REPUBLIC OF NAMIBIA
HIGH COURT OF NAMIBIA NORTHERN LOCAL DIVISION, OSHAKATI
APPLICATION FOR LEAVE TO APPEAL
Case no: CC 11/2013
In the matter between:
THE STATE APPLICANT
MOSES HIMELUNDILWA ALFRED RESPONDENT
Neutral citation: S v Alfred (CC 11 / 2013)  NAHCNLD 64 (06 July 2017)
Coram: TOMMASI J
Heard: 27 June 2017
Delivered: 06 July 2017
Flynote: Criminal Procedure – Application for leave to Appeal - court ought to refuse leave where prospects of success are absent and grant leave where prospects exist after a well-considered conclusion on the facts.
The application for leave to appeal is dismissed.
 The applicant herein is seeking leave to appeal against the sentence imposed by this court. The respondent was convicted of murder with direct intention to kill. He was sentenced to 23 years’ imprisonment of which five years’ imprisonment were suspended for five years on condition that he is not convicted of murder or any offence involving violence, committed during the period of suspension.
 The grounds of appeal are that the learned judge:
1. Over-emphasised the respondent’s belief in witchcraft as an extenuating factor and attached little weight to the brutal manner in which the deceased was killed.
2. Over-emphasised the rehabilitation aims of punishment, instead of emphasising the deterrent aim of punishment in dealing with a crime of violence such as this one.
3. Over- emphasised the time spent by the respondent in custody;
4. Erred in law or misdirected herself by finding that the respondent, at the age of 30 years did not come into brush with the law.
5. Erred in law or misdirected herself by failing to attach sufficient weight to the seriousness of the crime of murder, especially the fact that, the respondent had direct intention to murder the deceased.

[Record set]:
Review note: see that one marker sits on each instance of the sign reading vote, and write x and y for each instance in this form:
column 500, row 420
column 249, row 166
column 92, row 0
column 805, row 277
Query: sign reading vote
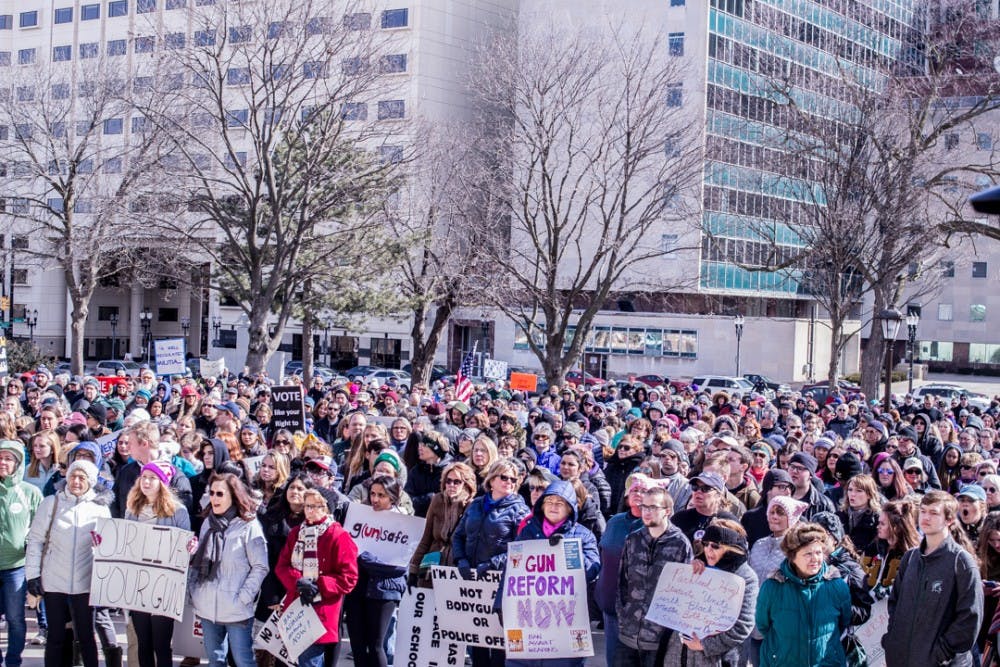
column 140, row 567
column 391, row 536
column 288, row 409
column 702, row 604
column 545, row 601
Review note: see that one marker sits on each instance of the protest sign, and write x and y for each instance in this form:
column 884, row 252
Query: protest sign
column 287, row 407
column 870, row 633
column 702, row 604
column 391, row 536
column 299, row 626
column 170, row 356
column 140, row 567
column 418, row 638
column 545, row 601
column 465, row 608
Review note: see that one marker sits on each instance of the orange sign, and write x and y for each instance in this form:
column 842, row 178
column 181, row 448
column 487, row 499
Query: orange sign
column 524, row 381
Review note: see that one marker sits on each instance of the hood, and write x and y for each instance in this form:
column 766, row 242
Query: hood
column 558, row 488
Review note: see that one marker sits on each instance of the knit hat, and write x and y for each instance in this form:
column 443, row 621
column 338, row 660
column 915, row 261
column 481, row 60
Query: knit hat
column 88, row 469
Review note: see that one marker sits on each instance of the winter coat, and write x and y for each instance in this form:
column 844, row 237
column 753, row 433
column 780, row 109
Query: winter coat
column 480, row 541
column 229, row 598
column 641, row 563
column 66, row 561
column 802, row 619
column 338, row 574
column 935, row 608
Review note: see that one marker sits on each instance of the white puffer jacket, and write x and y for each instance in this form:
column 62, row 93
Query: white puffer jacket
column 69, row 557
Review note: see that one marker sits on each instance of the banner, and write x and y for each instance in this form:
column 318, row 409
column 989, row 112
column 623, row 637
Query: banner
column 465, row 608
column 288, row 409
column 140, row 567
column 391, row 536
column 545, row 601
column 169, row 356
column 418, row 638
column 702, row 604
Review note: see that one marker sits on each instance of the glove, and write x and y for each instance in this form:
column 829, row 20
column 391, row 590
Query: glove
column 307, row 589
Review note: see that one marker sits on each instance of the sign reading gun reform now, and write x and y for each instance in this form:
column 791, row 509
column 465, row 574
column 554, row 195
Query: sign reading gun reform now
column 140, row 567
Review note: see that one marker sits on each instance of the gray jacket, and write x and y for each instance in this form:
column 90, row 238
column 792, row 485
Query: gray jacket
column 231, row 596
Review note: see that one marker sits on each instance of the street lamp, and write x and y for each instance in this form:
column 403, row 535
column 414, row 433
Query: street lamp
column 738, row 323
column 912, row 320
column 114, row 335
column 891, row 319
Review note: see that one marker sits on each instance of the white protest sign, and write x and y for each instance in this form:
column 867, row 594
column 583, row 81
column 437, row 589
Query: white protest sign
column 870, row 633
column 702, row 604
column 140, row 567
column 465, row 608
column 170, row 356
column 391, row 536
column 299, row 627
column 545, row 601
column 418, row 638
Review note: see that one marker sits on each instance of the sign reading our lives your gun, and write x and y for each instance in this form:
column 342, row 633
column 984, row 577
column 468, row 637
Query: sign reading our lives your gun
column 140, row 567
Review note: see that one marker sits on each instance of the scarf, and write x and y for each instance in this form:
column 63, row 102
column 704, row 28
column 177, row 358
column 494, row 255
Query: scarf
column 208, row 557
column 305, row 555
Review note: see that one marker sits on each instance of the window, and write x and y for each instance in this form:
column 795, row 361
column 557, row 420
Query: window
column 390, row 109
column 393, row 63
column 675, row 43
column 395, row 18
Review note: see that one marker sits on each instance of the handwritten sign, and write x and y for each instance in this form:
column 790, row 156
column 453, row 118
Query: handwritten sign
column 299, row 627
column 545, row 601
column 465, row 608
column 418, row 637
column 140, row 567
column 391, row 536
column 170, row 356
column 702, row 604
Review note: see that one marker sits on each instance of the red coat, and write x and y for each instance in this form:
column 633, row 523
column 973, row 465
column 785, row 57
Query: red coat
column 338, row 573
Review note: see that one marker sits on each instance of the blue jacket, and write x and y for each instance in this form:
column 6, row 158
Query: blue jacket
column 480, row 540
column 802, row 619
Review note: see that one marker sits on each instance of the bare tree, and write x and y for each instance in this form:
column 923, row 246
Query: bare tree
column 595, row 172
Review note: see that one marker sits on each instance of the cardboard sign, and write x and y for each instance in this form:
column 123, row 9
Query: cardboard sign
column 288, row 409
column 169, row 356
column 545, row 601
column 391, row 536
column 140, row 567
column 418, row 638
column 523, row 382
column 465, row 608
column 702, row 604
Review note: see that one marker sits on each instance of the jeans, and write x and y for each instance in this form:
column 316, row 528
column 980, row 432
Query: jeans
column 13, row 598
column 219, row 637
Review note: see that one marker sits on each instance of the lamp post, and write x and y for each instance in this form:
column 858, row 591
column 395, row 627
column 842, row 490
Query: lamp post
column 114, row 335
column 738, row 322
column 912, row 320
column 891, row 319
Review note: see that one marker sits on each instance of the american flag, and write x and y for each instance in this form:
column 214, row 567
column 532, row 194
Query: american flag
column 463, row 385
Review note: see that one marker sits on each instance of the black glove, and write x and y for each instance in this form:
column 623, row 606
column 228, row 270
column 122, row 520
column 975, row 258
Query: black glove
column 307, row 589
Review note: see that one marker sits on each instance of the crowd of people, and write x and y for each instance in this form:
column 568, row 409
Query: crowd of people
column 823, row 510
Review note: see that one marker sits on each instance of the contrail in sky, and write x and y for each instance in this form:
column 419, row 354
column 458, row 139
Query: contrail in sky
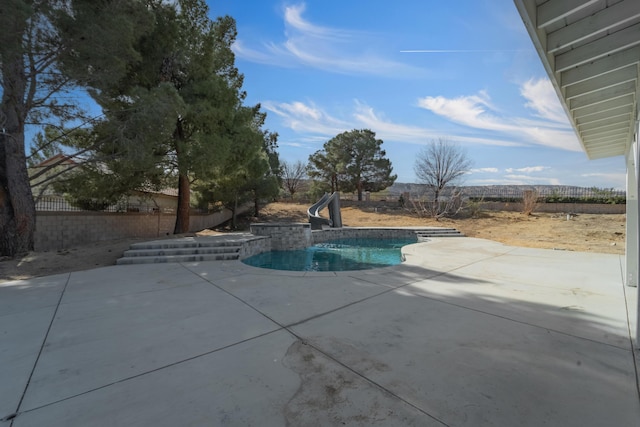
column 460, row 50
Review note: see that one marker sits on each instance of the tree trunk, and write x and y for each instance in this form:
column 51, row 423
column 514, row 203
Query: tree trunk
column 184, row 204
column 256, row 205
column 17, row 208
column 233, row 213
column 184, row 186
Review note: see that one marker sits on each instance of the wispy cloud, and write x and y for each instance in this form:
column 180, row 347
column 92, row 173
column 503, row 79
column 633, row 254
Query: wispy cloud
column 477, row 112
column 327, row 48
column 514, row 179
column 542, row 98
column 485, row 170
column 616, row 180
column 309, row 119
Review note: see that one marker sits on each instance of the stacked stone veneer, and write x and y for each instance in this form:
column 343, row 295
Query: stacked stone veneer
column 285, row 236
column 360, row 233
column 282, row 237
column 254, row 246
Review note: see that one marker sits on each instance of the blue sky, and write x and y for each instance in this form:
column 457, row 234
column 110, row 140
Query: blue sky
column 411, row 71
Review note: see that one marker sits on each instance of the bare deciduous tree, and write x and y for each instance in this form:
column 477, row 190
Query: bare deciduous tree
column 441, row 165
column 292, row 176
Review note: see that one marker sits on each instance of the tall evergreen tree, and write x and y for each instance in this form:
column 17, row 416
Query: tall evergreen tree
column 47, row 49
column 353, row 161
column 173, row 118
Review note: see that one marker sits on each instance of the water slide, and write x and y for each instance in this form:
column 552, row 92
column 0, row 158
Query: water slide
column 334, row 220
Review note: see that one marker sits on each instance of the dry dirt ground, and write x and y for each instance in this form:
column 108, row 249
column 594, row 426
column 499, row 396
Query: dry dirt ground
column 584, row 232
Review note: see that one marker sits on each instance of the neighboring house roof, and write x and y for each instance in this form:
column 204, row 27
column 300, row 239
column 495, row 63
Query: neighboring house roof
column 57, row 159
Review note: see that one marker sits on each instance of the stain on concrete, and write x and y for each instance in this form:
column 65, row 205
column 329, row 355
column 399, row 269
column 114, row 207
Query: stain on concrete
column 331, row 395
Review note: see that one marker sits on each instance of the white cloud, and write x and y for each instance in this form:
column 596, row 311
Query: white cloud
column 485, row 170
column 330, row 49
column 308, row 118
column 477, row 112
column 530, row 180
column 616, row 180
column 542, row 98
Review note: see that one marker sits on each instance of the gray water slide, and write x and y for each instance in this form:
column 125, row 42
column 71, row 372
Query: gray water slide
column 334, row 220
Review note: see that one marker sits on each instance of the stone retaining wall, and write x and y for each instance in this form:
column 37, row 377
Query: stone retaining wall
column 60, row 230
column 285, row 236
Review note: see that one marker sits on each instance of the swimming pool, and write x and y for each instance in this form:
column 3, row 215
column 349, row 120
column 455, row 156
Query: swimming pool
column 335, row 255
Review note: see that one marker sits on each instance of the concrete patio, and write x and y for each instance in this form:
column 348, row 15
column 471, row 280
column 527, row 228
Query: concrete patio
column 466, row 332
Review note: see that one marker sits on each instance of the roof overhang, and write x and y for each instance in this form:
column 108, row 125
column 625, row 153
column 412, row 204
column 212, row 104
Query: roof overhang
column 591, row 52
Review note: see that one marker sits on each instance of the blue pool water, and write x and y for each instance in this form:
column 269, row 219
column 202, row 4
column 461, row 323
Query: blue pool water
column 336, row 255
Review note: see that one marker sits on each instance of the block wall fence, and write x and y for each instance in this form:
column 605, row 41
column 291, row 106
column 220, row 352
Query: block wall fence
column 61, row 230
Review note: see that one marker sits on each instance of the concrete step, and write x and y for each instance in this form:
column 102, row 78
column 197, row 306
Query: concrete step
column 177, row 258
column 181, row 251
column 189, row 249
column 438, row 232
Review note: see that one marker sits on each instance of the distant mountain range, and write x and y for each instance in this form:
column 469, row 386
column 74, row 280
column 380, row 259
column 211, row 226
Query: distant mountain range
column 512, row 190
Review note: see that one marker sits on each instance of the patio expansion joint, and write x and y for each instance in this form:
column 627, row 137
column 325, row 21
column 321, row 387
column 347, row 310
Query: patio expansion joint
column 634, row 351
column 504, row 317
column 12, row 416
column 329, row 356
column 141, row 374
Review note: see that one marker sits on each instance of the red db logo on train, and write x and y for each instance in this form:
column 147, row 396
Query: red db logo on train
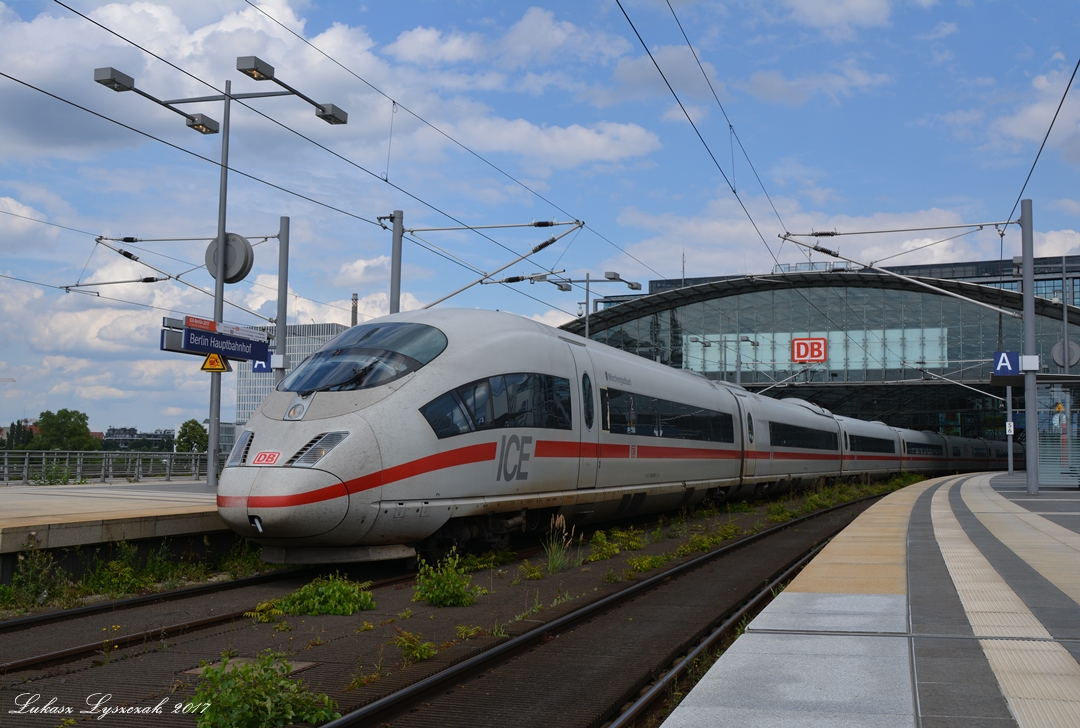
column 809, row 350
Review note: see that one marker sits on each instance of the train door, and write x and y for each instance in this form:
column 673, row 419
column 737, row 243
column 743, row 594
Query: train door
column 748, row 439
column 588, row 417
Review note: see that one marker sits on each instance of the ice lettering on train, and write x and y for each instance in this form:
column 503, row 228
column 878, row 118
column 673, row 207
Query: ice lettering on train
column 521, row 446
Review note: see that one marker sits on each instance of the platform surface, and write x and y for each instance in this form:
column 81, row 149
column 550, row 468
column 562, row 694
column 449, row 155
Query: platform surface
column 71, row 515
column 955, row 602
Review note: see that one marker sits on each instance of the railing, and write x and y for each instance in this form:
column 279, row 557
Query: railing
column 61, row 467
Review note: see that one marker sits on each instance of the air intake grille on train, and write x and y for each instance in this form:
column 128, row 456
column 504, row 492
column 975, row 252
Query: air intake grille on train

[Stated exercise]: Copy from the judgment on leave to appeal, word for word, the part that opens with the words containing "Coram: TOMMASI J" and closes with "on the facts.".

[Reply to the exercise]:
Coram: TOMMASI J
Heard: 27 June 2017
Delivered: 06 July 2017
Flynote: Criminal Procedure – Application for leave to Appeal - court ought to refuse leave where prospects of success are absent and grant leave where prospects exist after a well-considered conclusion on the facts.